ARTIKEL
▶
Reformasi Tata
Kelola
Adrianus Meilala ; Kriminolog
FISIP UI;
Komisioner
pada Komisi Kepolisian Nasional
|
KOMPAS
, 04 September 2012
Berita ”rebutan perkara”
yang kita lihat baru-baru ini menyangkut Polri dan KPK bukanlah suatu pelajaran
yang baik menyangkut supremasi hukum. Kedua pihak bersikukuh memiliki dalil
hukum sendiri disertai dukungan UU yang berbeda atau pasal yang berbeda meski
dari UU yang sama.
Bila sudah berbenturan
begitu, biasanya ada dua jalur yang ditempuh. Pertama, jalur hukum: ke Mahkamah
Konstitusi terkait sengketa kewenangan antarlembaga. Kedua, jalur politik: ke
presiden guna memerintahkan salah satu pihak (aparat negara) mundur.
Kalangan awam kemudian bisa
bertanya-tanya tentang hakikat supremasi jika hukum yang sama bisa melahirkan
interpretasi yang begitu berbeda. Jika hukum diletakkan sebagai solusi akhir
masalah kita yang tak kunjung terselesaikan, nyatanya bisa saja tak kunjung
membuahkan penyelesaian. Belum lagi apabila dikaitkan dengan administrasi hukum
yang terbiasa lamban, lama, mahal, dan tidak pasti.
◀
DATA TERSIMPAN
▶
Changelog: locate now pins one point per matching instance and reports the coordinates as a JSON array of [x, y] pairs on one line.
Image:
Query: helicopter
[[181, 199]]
◀
▶
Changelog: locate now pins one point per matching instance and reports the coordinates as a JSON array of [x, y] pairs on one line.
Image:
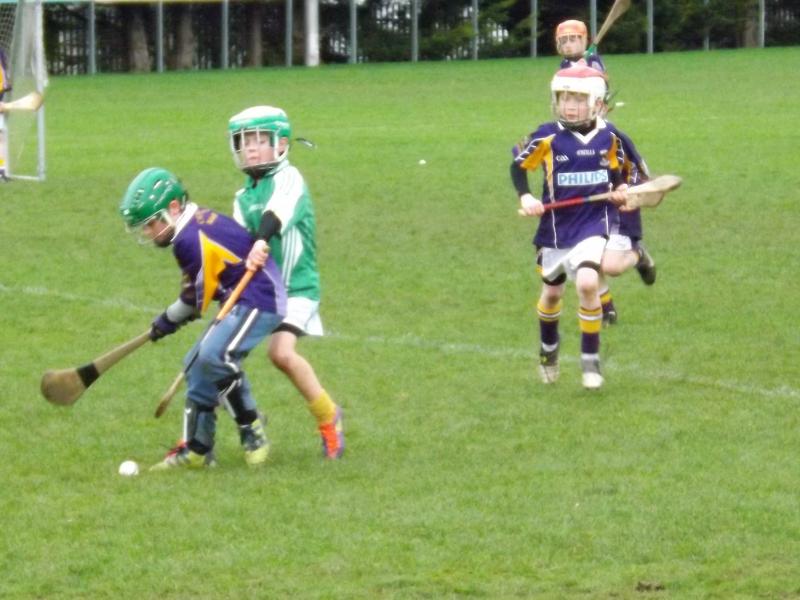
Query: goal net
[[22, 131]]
◀
▶
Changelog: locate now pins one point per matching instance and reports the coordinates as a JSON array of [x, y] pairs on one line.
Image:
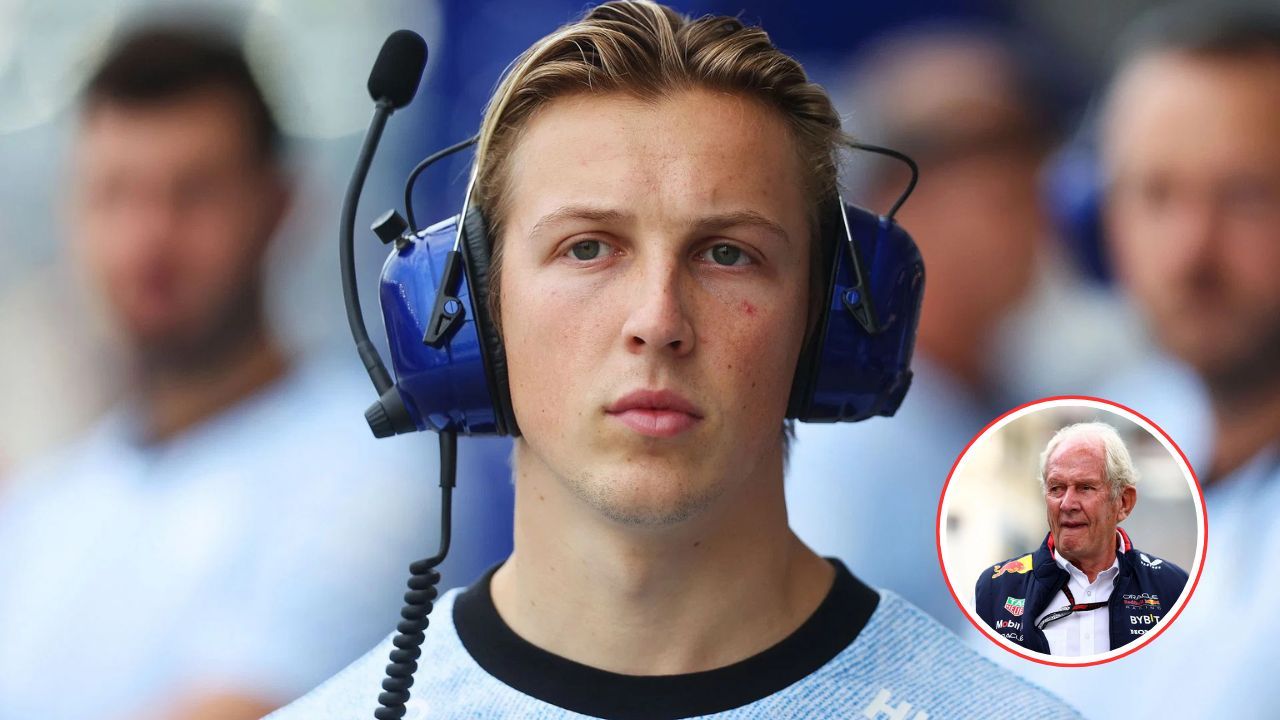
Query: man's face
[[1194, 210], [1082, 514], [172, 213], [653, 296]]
◀
SOAL LATIHAN
[1] Apakah setiap pernyataan berikut sesuai dengan artikel tentang rebutan perkara Polri dan KPK? Jawab ya atau tidak, lalu kutip kata-kata artikel yang menentukan jawabannya. (a) Kedua pihak berpegang pada dalil hukum yang sama. (b) Salah satu jalur yang biasa ditempuh adalah ke Mahkamah Konstitusi. (c) Administrasi hukum digambarkan cepat dan murah.
[2] Ubah paragraf artikel yang diawali "Bila sudah berbenturan" menjadi daftar tanpa menghilangkan fakta utamanya.

KUNCI JAWABAN
[1]
(a) Tidak: "Kedua pihak bersikukuh memiliki dalil hukum sendiri disertai dukungan UU yang berbeda atau pasal yang berbeda meski dari UU yang sama."
(b) Ya: "Pertama, jalur hukum: ke Mahkamah Konstitusi terkait sengketa kewenangan antarlembaga."
(c) Tidak: "administrasi hukum yang terbiasa lamban, lama, mahal, dan tidak pasti."

[2]
Bila terjadi benturan, biasanya ada dua jalur yang ditempuh:
- Jalur hukum: ke Mahkamah Konstitusi terkait sengketa kewenangan antarlembaga.
- Jalur politik: ke presiden agar memerintahkan salah satu pihak (aparat negara) mundur.